▶ _Items from a labeling collection_:

+++

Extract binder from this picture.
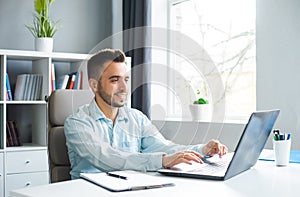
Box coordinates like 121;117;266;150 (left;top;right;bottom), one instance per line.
80;170;174;192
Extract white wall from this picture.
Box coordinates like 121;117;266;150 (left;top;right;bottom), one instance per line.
256;0;300;149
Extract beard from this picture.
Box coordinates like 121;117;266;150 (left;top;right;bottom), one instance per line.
98;83;127;107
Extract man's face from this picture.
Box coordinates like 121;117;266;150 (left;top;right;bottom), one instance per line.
97;62;129;107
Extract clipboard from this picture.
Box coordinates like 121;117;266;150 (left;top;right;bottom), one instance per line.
80;170;174;192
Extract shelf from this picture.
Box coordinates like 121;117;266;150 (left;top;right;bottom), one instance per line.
0;49;89;197
6;143;47;152
5;101;47;105
0;49;89;62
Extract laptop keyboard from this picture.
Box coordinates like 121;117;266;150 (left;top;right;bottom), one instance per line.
190;158;230;173
173;154;233;174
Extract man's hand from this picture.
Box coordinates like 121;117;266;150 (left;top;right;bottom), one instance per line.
162;150;203;168
202;140;228;157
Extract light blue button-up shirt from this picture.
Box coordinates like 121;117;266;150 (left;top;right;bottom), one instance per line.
64;99;203;179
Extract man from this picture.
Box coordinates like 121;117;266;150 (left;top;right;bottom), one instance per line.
65;49;227;179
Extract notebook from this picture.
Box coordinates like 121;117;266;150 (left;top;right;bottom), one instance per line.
158;110;280;180
80;170;174;192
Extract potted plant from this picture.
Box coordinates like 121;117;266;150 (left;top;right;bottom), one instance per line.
189;90;211;120
26;0;58;52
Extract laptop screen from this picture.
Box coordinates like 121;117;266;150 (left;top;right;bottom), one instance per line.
225;110;279;179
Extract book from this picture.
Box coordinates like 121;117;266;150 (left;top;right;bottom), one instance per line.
73;72;81;90
57;75;69;89
6;121;14;147
14;74;27;101
80;170;174;192
68;74;76;89
6;73;12;101
7;120;21;146
50;64;56;92
15;74;43;100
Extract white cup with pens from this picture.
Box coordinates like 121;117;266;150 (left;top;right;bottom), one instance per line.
273;130;291;166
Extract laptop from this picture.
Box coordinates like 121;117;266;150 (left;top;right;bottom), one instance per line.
158;109;280;180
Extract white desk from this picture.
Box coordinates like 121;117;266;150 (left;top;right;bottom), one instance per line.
11;161;300;197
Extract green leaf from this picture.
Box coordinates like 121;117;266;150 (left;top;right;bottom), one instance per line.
198;98;208;104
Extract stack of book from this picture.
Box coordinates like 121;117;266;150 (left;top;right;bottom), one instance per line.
14;74;43;101
56;72;82;90
6;120;22;147
6;73;12;101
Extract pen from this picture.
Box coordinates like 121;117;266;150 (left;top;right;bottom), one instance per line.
106;172;127;180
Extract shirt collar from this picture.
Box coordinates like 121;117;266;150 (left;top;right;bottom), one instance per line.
89;98;128;122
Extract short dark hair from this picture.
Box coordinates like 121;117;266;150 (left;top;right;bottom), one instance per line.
87;49;125;80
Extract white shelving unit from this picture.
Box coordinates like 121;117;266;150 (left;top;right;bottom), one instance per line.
0;50;88;197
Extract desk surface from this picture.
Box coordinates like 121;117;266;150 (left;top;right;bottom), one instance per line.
11;161;300;197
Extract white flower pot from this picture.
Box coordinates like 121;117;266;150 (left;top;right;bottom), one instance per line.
189;104;211;121
34;38;53;52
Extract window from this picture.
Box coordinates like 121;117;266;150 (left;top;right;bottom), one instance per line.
150;0;256;120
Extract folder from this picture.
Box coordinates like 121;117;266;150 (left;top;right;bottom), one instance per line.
80;170;174;192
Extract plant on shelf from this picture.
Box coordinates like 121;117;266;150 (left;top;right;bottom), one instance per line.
189;85;211;121
25;0;59;52
193;90;209;105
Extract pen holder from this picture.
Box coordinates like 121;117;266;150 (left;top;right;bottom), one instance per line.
273;139;291;166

+++

▶ _Work to complete_: Output all of the material as a CSV with two columns, instruction and boxes. Give one row per instruction with its box coordinates beside it, put each field in double quotes, replace line breaks with spaces, and leave out the pictures.

▶ _Exercise result_:
instruction,boxes
"Extract binder from this picture. Box coordinates like 121;117;266;150 (left;top;right;bottom), one instance per line.","80;170;174;192"
"Extract white wall from this picture. Box coordinates like 121;117;266;150 (left;top;right;bottom), one instance per line.","256;0;300;149"
"Extract beard from this picture. Box coordinates like 121;117;266;150 (left;top;right;bottom), one instance per line.","98;83;127;107"
"Extract man's face from this picture. Box coordinates like 121;117;266;150 (left;top;right;bottom), one instance per line.","97;62;129;107"
"Extract clipboard from this picture. Box coordinates like 121;117;266;150 (left;top;right;bottom), one instance per line.","80;170;174;192"
"Extract shelf from this picture. Box coordinates like 121;117;266;150 (left;top;right;bottom), one instance per line.","0;49;89;197 6;143;47;152 5;101;47;105 0;49;89;62"
"Extract laptop keyboard from this picture. Box coordinates like 121;117;266;150 (left;top;right;bottom), one instance per line.","190;158;230;173 173;154;233;174"
"Extract man's hand from this picture. Box coordinates like 121;117;266;150 (left;top;right;bottom), one instance per line.","162;150;203;168 202;140;228;157"
"Extract light blue button-up shirt from this picture. Box coordinates like 121;117;266;150 (left;top;right;bottom), one instance per line.","64;99;203;179"
"Extract man from this picture. Box coordinates like 121;117;266;150 (left;top;right;bottom), one instance per line.","65;49;227;179"
"Extract notebook from this picture. Box coordinates like 121;117;266;150 (left;top;right;bottom), one instance per line.","158;110;280;180 80;170;174;192"
"Extract potted plant from this picture. Box coordinates like 121;117;266;150 (left;top;right;bottom), one instance per line.","189;90;211;120 26;0;58;52"
"Extract laptop screen from this picture. Box coordinates like 121;117;266;150 (left;top;right;bottom), one instance per line.","225;110;279;179"
"Extract book from this picture. Box coordinates like 121;117;266;150 (left;top;right;bottom), one instance per line.","73;72;81;90 57;75;69;89 6;121;14;147 14;74;27;101 80;170;174;192 68;74;76;89 6;73;12;101 7;120;21;146 50;64;56;92 15;74;43;100"
"Extract white cup with pens from this picture. Box coordinates like 121;117;266;150 (left;top;right;bottom), one instance per line.","273;130;291;166"
"Extract laptop from this picture. Box coordinates like 121;117;266;150 (left;top;right;bottom), one instance per line.","158;109;280;180"
"Extract white desk from this picture. Box coordinates like 121;117;266;150 (left;top;right;bottom), one instance per line.","11;161;300;197"
"Extract green leaf from this picture. Box coordinates like 121;117;266;150 (left;top;right;bottom), one instance per line.","198;98;208;104"
"Extract stack of book from this picture. Box coordinates like 121;117;266;150 (left;top;right;bottom), one instance per line.","14;74;43;101 56;72;82;90 6;120;22;147 6;73;12;101"
"Extract pen from this picture. Box coordinates like 121;117;266;150 (left;top;right;bottom), one instance per line.","106;172;127;180"
"Extract shirt collar from this picture. Box coordinates like 121;117;266;150 (left;top;right;bottom), one instance per line.","89;98;128;122"
"Extract short dark hair from this picture. Box coordinates like 121;117;266;150 (left;top;right;bottom), one instance per line.","87;49;125;80"
"Extract white shelving unit from this picture. Box coordinates like 121;117;266;150 (left;top;right;bottom), one instance per line.","0;50;88;197"
"Extract desk surface from this picture. Box coordinates like 121;117;266;150 (left;top;right;bottom), one instance per line.","11;161;300;197"
"Extract white flower pot from this picture. Box coordinates like 121;117;266;150 (left;top;right;bottom), one instance per line.","189;104;211;121 34;38;53;52"
"Extract window from this picture. Box coordinates like 121;117;266;150 (left;top;right;bottom), one instance per line.","150;0;256;120"
"Extract folder from this picture. Box coordinates like 121;117;266;150 (left;top;right;bottom), one instance per line.","80;170;174;192"
"Extract plant on shelf from this picture. Box coordinates like 121;117;266;150 (left;top;right;bottom), one instance per line.","189;85;211;121 25;0;59;52 193;90;209;105"
"Extract pen holder from this picture. Box coordinates like 121;117;266;150 (left;top;right;bottom), one instance per line.","273;139;291;166"